--- Work instructions ---
Please return each record exactly as it stands.

Dataset entries:
────────────────────
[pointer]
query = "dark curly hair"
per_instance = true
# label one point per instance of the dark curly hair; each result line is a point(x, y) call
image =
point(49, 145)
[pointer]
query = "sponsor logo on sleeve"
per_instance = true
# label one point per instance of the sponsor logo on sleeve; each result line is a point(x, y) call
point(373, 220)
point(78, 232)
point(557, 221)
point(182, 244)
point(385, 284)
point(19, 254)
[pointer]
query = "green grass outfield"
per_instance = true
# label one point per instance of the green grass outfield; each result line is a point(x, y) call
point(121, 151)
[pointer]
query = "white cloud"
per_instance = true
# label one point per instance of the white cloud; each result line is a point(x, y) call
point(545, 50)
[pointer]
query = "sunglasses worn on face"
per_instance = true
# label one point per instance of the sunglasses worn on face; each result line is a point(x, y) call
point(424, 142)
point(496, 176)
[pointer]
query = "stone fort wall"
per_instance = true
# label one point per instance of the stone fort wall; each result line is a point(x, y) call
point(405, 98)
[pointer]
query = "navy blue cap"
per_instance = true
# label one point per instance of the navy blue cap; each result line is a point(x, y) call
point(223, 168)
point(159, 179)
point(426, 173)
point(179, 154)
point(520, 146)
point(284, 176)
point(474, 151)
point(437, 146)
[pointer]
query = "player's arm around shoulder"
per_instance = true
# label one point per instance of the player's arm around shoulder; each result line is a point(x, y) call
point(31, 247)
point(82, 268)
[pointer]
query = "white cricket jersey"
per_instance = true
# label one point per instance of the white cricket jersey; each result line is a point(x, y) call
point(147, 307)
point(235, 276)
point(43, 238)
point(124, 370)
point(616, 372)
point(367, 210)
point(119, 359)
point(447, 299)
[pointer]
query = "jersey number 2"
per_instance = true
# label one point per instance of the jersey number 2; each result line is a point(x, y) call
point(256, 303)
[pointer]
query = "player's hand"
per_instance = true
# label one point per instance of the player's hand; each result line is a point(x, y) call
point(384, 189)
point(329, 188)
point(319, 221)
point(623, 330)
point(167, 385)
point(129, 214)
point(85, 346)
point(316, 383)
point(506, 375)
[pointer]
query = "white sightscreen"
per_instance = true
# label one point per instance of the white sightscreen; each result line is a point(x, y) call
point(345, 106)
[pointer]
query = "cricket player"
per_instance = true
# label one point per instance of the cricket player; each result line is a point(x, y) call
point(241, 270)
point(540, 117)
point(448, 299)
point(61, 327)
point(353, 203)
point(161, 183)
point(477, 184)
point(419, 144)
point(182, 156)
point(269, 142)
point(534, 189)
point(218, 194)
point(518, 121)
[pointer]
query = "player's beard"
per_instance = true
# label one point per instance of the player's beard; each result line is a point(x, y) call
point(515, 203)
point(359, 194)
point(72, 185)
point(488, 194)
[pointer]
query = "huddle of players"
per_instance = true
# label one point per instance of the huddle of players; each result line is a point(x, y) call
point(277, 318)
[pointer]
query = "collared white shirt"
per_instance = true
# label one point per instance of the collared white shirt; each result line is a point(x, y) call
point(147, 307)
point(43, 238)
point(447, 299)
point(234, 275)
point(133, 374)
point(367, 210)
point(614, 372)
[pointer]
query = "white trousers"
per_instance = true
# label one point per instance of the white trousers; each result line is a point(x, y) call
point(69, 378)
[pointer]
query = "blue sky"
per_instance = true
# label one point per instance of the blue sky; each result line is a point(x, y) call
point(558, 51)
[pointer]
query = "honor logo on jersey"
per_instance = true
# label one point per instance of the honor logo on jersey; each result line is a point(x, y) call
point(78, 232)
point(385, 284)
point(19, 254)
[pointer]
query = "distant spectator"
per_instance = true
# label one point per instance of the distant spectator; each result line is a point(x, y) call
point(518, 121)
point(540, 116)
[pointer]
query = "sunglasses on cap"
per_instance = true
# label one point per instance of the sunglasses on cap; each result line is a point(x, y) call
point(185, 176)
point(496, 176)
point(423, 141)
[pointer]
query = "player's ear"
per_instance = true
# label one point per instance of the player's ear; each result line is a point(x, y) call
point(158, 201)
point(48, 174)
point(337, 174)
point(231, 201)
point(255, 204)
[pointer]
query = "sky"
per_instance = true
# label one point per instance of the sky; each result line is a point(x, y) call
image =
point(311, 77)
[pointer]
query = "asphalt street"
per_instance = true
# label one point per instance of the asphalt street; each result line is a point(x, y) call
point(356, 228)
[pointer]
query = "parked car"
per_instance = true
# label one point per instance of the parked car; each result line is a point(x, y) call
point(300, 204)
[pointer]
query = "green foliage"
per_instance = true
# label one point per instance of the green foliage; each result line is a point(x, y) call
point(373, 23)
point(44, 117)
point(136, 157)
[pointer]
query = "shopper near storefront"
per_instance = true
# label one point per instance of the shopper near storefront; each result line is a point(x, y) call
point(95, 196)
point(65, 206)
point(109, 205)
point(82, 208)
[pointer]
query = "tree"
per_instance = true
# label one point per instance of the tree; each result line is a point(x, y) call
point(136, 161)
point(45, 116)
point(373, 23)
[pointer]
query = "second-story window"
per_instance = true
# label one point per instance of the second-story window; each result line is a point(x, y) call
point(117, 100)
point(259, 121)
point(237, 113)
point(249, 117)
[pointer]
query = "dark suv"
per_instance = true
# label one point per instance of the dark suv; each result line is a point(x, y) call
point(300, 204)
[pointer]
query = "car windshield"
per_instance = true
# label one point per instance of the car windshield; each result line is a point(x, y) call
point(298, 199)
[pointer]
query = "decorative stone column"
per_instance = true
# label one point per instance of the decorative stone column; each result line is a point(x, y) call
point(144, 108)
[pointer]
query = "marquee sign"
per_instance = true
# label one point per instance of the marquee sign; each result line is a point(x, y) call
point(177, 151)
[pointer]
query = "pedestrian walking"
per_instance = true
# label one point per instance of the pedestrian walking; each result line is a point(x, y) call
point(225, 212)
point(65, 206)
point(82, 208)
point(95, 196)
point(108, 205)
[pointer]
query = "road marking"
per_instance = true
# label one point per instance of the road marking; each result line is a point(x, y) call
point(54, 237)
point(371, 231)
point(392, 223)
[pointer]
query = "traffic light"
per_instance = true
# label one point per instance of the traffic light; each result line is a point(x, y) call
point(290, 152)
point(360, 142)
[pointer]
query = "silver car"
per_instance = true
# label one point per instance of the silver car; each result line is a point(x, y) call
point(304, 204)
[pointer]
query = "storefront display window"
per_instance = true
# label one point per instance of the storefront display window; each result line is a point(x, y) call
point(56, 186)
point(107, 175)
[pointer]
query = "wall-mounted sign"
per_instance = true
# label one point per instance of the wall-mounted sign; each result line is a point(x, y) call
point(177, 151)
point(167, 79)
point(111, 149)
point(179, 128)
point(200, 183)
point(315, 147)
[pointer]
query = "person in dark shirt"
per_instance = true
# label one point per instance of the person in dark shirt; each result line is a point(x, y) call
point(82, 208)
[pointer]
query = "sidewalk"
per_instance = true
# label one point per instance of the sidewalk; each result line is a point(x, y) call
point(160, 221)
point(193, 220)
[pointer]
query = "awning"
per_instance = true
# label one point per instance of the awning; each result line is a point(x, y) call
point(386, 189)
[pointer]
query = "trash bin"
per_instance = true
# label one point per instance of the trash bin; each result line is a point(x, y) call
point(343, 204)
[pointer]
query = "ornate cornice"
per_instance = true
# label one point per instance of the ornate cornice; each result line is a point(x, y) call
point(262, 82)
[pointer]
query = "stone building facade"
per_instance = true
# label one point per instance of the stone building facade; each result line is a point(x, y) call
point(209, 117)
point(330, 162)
────────────────────
--- Task output ---
[pointer]
query = "dark curly hair"
per_instance = true
# label one point per instance of the dark curly hair; each result line is a point(x, y) call
image =
point(49, 145)
[pointer]
query = "sponsor logo on sleeve"
per_instance = true
# label one point per instance of the sponsor logo on sleeve; each result line is a point(x, y) call
point(373, 220)
point(78, 232)
point(557, 221)
point(182, 244)
point(385, 284)
point(19, 254)
[pointer]
query = "green grass outfield"
per_instance = true
# label one point per instance of the green grass outfield; each result line is a point(x, y) call
point(121, 151)
[pointer]
query = "white cloud"
per_instance = true
# label one point per instance of the white cloud; each result line is a point(x, y) call
point(545, 50)
[pointer]
query = "sunglasses worn on face"
per_instance = true
# label one point per instance of the sunglasses worn on face; each result line is a point(x, y) call
point(424, 142)
point(496, 176)
[pointer]
query = "stone fort wall"
per_instance = true
# label one point per instance of the stone fort wall; each result line is a point(x, y) call
point(405, 98)
[pointer]
query = "navy blue cap"
per_instance = true
# label one point per instance of the navy blue cap; each result line is a point(x, y) call
point(223, 168)
point(159, 179)
point(426, 173)
point(179, 154)
point(520, 146)
point(284, 176)
point(474, 151)
point(437, 146)
[pointer]
query = "player's arm around shoulder"
per_instance = true
# label one point per instance of the player's arm around shoulder; each result line is a point(x, y) call
point(31, 247)
point(82, 268)
[pointer]
query = "white cricket jersey"
per_instance = true
# label one point per instance of the white cricket jersey; each result line is a point(x, y) call
point(147, 307)
point(235, 276)
point(43, 238)
point(124, 370)
point(616, 372)
point(367, 210)
point(119, 359)
point(447, 299)
[pointer]
query = "jersey number 2"
per_instance = true
# label one point per instance of the jersey number 2; each result line is a point(x, y) call
point(256, 303)
[pointer]
query = "player's hand"
per_instance = true
# label one point per instance of the player's hand; each result line is a point(x, y) call
point(384, 189)
point(329, 188)
point(319, 221)
point(623, 330)
point(167, 385)
point(129, 214)
point(85, 346)
point(316, 383)
point(506, 375)
[pointer]
query = "white sightscreen"
per_instance = true
# label one point per instance of the white sightscreen; each result line is a point(x, y) call
point(345, 106)
[pointer]
query = "cricket player"
per_instance = true
# label one point per instance of the cricket player; each result line is a point(x, y) call
point(241, 270)
point(540, 117)
point(448, 299)
point(61, 327)
point(353, 203)
point(161, 183)
point(477, 184)
point(419, 144)
point(182, 156)
point(269, 142)
point(534, 189)
point(218, 194)
point(518, 121)
[pointer]
query = "player's beard"
per_instance = true
# label one point per instance of the player's beard; each result line is a point(x, y) call
point(515, 203)
point(359, 194)
point(72, 185)
point(488, 194)
[pointer]
query = "huddle of players"
per_instance = true
# label one point per instance of the huddle of players; each result line is a point(x, y) call
point(277, 318)
[pointer]
query = "collared white shirt"
per_instance = true
# label one point per instance of the collared white shirt; each result line is a point(x, y) call
point(147, 307)
point(43, 238)
point(447, 299)
point(234, 275)
point(133, 374)
point(367, 210)
point(614, 372)
[pointer]
query = "white trousers"
per_instance = true
# label one point per instance of the white trousers; each result line is a point(x, y) call
point(69, 378)
[pointer]
query = "blue sky"
per_instance = true
# label one point per instance of the blue sky; each result line is a point(x, y) call
point(558, 51)
[pointer]
query = "honor logo on jersey"
per_instance = true
# label one point per instance of the honor logo on jersey; each result line is a point(x, y) call
point(78, 232)
point(385, 284)
point(19, 254)
[pointer]
query = "distant spectator"
per_instance = true
# label one point per instance of the distant spectator; each result line is a point(x, y) call
point(518, 121)
point(540, 116)
[pointer]
query = "sunglasses on cap"
per_instance = true
# label one point per instance of the sunglasses on cap; each result line is a point(x, y) call
point(185, 176)
point(496, 176)
point(423, 141)
[pointer]
query = "player's ear"
per_instance = true
# label one point per instance of the player's ear; each result line is a point(x, y) call
point(158, 201)
point(48, 174)
point(337, 174)
point(231, 201)
point(255, 204)
[pointer]
query = "sky"
per_instance = true
# label one point per instance of the sky; each result line is a point(x, y) call
image =
point(311, 77)
[pointer]
query = "asphalt street"
per_instance = true
# label one point per instance of the asphalt street; each result line is a point(x, y) call
point(356, 228)
[pointer]
query = "parked car"
per_instance = true
# label one point per instance of the parked car; each result line is a point(x, y) call
point(300, 204)
[pointer]
query = "green foliage"
per_instance = true
# label one point per instance of the green foliage; each result line is a point(x, y) call
point(373, 23)
point(44, 117)
point(136, 157)
[pointer]
query = "shopper near storefront"
per_instance = true
# label one point per instance of the shopper near storefront; each result line is a point(x, y) call
point(95, 196)
point(65, 206)
point(109, 205)
point(82, 208)
[pointer]
query = "tree"
per_instance = true
# label one point per instance of the tree; each result line is a point(x, y) call
point(136, 161)
point(45, 116)
point(373, 23)
[pointer]
query = "second-story window"
per_instance = true
# label one point per instance of the second-story window; each result line is a point(x, y) call
point(117, 100)
point(259, 121)
point(237, 113)
point(249, 117)
[pointer]
query = "dark suv"
per_instance = true
# label one point per instance of the dark suv; each result line is a point(x, y) call
point(300, 204)
[pointer]
query = "car windshield"
per_instance = true
# label one point per instance of the car windshield; each result line is a point(x, y) call
point(298, 199)
[pointer]
query = "decorative stone column"
per_instance = true
# label one point per instance of the decorative stone column; each result line is a point(x, y) call
point(144, 108)
[pointer]
query = "marquee sign"
per_instance = true
# label one point per instance of the marquee sign; each result line is a point(x, y) call
point(177, 151)
[pointer]
query = "pedestrian walking"
per_instance = true
# label one point per instance of the pedestrian walking; each result line is a point(x, y) call
point(225, 212)
point(65, 206)
point(82, 208)
point(95, 196)
point(108, 205)
[pointer]
query = "road marking"
per_instance = true
# label one point per instance of the road marking; each result line is a point(x, y) call
point(54, 237)
point(371, 231)
point(392, 223)
[pointer]
query = "traffic light"
per_instance = true
# label one point per instance of the traffic light; each result line is a point(x, y) call
point(290, 152)
point(360, 142)
[pointer]
query = "silver car"
per_instance = true
# label one point per instance of the silver car; each result line is a point(x, y) call
point(304, 204)
[pointer]
query = "storefront display window"
per_instance = true
# label one point per instance of the storefront display window; each result line is a point(x, y) call
point(56, 186)
point(107, 175)
[pointer]
query = "wall-mounted sign"
per_instance = true
# label one point per instance of the wall-mounted sign; each result line is a point(x, y) call
point(177, 151)
point(167, 79)
point(111, 149)
point(179, 128)
point(200, 183)
point(315, 147)
[pointer]
query = "person in dark shirt"
per_instance = true
# label one point per instance of the person in dark shirt; each result line is a point(x, y) call
point(82, 208)
[pointer]
query = "sidewalk"
per_instance = true
# label one point per instance of the sidewalk; each result line is a point(x, y) call
point(160, 221)
point(193, 220)
[pointer]
query = "awning"
per_instance = true
# label one point per instance of the awning; each result line is a point(x, y) call
point(386, 189)
[pointer]
query = "trash bin"
per_instance = true
# label one point per instance of the trash bin; each result line is a point(x, y) call
point(343, 204)
[pointer]
query = "ornate cornice"
per_instance = true
# label one point per instance of the ornate cornice; each result line is a point(x, y) call
point(262, 82)
[pointer]
query = "stone building facade"
per_instance = true
# label one point per instance of the stone building facade; each result line is a point(x, y) call
point(209, 117)
point(330, 162)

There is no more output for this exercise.